What is expected:
Locate every line below that contains the word "rough" and copy each one out.

-=-=-=-=-

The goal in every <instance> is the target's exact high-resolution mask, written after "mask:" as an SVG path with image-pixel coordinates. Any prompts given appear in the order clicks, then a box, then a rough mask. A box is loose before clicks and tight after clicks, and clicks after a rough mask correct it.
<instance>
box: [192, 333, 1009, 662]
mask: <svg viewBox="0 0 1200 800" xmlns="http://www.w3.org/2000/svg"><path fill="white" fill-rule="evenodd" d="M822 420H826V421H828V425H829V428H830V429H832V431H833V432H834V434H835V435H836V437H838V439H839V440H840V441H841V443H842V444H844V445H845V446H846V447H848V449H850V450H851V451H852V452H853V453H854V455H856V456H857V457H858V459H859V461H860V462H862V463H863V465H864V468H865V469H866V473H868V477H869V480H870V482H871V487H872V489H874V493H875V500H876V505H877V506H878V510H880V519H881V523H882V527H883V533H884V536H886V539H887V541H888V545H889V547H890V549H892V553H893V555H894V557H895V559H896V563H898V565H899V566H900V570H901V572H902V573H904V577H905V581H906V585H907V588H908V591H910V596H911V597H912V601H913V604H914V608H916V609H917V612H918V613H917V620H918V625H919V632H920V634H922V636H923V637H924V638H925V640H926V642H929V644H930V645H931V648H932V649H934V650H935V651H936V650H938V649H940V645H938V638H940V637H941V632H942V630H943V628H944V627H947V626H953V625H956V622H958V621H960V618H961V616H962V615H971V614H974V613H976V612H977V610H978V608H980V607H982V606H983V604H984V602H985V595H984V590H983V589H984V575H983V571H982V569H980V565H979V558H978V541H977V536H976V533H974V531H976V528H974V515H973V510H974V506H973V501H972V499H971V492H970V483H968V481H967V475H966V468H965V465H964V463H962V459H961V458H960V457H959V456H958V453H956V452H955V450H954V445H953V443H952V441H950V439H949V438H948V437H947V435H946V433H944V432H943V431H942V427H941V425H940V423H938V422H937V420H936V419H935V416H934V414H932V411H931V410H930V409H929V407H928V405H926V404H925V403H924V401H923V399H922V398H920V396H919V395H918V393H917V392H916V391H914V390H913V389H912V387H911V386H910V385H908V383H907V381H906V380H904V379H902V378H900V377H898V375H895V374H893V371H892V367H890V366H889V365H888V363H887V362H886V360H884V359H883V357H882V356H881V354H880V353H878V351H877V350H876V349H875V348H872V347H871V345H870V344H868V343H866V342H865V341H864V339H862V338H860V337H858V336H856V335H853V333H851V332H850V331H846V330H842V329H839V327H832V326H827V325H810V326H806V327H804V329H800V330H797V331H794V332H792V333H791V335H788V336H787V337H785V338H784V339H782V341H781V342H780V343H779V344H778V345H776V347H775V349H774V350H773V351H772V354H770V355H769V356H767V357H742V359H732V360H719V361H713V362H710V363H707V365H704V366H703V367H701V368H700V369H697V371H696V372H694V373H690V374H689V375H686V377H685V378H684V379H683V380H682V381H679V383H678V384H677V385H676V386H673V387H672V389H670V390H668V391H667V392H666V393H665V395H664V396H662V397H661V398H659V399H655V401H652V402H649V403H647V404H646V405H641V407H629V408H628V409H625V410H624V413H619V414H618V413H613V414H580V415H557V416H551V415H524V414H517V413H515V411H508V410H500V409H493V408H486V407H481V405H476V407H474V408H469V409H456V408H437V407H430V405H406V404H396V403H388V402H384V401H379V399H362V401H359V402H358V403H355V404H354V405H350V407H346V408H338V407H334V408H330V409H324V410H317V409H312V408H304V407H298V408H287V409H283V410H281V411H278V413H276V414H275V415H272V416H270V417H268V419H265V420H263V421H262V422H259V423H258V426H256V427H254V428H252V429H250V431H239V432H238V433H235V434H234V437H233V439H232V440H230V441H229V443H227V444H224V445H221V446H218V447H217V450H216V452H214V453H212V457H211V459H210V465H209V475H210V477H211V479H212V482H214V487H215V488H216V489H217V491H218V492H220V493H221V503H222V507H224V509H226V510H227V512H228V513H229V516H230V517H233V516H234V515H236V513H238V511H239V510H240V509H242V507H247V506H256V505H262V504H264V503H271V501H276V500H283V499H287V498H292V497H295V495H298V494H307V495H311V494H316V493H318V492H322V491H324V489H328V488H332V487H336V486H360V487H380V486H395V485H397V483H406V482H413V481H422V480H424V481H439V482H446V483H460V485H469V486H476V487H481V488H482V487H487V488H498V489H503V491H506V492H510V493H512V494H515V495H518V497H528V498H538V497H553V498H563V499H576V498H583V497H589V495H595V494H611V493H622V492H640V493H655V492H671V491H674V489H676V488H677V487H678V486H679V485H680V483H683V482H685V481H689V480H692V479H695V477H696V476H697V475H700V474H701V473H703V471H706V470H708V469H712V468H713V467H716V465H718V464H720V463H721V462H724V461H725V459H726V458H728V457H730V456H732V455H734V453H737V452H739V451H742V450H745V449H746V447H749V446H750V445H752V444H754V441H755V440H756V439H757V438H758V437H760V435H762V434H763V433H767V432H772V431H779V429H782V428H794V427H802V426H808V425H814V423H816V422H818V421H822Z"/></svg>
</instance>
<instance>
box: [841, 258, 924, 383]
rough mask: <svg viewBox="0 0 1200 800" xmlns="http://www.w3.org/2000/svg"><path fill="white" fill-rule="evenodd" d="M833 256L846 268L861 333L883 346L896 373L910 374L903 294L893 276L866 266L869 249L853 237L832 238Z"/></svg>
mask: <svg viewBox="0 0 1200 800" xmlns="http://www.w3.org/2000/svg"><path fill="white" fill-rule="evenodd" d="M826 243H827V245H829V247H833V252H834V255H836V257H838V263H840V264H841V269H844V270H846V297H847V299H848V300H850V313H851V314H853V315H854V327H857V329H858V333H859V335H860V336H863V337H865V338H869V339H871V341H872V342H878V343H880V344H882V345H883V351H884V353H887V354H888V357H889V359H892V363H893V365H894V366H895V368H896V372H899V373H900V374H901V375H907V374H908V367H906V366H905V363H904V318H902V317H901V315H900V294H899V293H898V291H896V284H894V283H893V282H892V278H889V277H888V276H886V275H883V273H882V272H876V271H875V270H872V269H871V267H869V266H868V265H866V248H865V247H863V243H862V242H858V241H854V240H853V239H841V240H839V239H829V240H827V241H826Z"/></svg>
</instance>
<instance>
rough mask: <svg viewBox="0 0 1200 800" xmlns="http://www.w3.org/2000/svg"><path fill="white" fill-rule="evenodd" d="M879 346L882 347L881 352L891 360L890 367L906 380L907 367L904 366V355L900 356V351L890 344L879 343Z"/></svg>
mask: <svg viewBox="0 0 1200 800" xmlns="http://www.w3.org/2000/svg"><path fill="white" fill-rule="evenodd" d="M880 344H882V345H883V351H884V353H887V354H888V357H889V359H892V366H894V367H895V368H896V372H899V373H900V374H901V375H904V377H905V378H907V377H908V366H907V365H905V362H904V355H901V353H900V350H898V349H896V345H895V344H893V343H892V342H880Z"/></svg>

-=-=-=-=-

Output of the task:
The goal in every <instance> is the target's exact high-resolution mask, written after "mask:" as an SVG path with image-pixel coordinates. Any prompts given appear in the order clicks, then a box, then a rough mask. A box is loose before clicks and tight after clicks, and clicks after a rough mask correct it.
rough mask: <svg viewBox="0 0 1200 800" xmlns="http://www.w3.org/2000/svg"><path fill="white" fill-rule="evenodd" d="M833 256L846 268L861 333L883 346L896 373L910 374L903 294L893 276L866 266L869 249L853 237L832 238Z"/></svg>
rough mask: <svg viewBox="0 0 1200 800" xmlns="http://www.w3.org/2000/svg"><path fill="white" fill-rule="evenodd" d="M879 346L882 347L881 352L891 360L890 367L906 380L907 367L904 366V355L900 356V351L890 344L879 343Z"/></svg>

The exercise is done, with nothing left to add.